EXERCISE REQUIREMENTS -
Rewrite the lines below, beginning with the line that contains "To accomplish the task, the agent needs to click the sky." and continuing through the line that contains "165 0 336 91", and scale every bounding-box coordinate in the answers by 1.15, rounding each result to a whole number with halves rounded up. The request and its sample boxes should remain unchanged.

RECORD EXCERPTS -
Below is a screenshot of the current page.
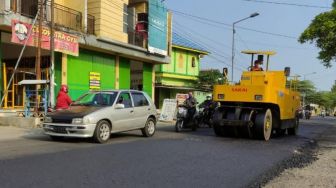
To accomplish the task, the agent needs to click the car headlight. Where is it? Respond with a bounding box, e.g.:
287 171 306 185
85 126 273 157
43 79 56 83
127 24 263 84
72 118 83 124
43 116 52 123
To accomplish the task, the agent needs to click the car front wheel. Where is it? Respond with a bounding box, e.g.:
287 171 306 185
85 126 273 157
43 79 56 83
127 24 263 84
93 120 111 143
141 118 156 137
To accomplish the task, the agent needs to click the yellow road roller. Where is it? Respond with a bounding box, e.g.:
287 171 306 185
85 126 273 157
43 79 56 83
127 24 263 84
213 50 300 141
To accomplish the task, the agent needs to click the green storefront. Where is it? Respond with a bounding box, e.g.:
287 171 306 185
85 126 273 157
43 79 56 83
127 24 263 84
55 49 153 100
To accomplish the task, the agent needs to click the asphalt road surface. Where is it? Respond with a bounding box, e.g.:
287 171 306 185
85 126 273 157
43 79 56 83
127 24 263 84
0 117 336 188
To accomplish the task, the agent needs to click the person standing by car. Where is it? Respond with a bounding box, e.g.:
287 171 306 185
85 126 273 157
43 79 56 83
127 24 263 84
184 92 197 121
56 85 72 110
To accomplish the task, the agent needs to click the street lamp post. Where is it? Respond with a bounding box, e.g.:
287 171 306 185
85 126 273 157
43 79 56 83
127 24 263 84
302 72 316 115
231 12 259 82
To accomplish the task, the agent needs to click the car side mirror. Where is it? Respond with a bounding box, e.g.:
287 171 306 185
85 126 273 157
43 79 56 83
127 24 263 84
115 104 125 109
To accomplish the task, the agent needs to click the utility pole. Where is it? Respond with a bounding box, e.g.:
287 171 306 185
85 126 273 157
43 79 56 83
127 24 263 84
231 12 259 83
35 0 44 113
49 0 55 108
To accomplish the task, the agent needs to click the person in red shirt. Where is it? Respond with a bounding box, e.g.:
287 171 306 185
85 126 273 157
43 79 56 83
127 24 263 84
56 85 72 110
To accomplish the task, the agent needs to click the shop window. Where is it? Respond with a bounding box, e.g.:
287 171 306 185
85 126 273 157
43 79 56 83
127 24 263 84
191 57 196 67
123 4 128 33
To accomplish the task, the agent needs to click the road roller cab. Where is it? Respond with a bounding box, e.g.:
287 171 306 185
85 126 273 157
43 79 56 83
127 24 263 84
213 51 300 140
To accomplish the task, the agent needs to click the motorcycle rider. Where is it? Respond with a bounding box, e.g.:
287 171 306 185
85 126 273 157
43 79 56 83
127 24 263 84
199 95 217 126
56 85 72 110
183 92 197 122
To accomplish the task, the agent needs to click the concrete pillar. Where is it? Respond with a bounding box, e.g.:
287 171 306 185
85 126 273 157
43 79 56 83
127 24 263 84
114 56 120 89
61 54 68 85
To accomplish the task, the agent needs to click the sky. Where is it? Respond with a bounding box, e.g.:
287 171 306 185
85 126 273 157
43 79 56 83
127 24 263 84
165 0 336 91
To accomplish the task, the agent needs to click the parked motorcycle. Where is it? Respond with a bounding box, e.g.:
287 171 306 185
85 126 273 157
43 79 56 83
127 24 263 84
305 110 311 119
198 107 213 128
175 105 198 132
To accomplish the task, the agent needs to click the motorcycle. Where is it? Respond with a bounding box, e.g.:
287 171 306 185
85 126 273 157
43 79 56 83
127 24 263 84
198 107 212 128
175 105 198 132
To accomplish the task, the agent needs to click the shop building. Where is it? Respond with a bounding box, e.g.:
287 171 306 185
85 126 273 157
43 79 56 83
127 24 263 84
155 33 207 108
0 0 171 109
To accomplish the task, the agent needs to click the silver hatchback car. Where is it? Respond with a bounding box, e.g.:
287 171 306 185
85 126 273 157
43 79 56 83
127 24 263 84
43 90 157 143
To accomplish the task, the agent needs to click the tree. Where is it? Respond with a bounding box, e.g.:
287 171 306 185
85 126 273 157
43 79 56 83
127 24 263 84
297 80 318 104
299 0 336 68
198 69 223 89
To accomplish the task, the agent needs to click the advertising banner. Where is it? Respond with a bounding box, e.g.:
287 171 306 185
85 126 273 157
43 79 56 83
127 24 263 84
89 72 100 90
176 93 188 105
11 20 79 56
148 0 167 55
159 99 176 121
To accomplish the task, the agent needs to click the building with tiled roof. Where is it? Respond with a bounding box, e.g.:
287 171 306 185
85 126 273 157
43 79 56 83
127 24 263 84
154 32 209 108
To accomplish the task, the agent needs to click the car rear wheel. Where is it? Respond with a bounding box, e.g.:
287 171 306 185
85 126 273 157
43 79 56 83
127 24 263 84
141 118 156 137
93 120 111 143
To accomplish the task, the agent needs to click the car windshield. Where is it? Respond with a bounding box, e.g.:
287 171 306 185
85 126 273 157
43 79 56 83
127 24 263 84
72 92 117 106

THE RESULT -
To accomplish the task, the agent needs to click the sky. Where is it? Respond with a bounding box, e.g.:
287 171 306 185
85 126 273 157
43 79 56 83
127 24 263 84
190 0 386 105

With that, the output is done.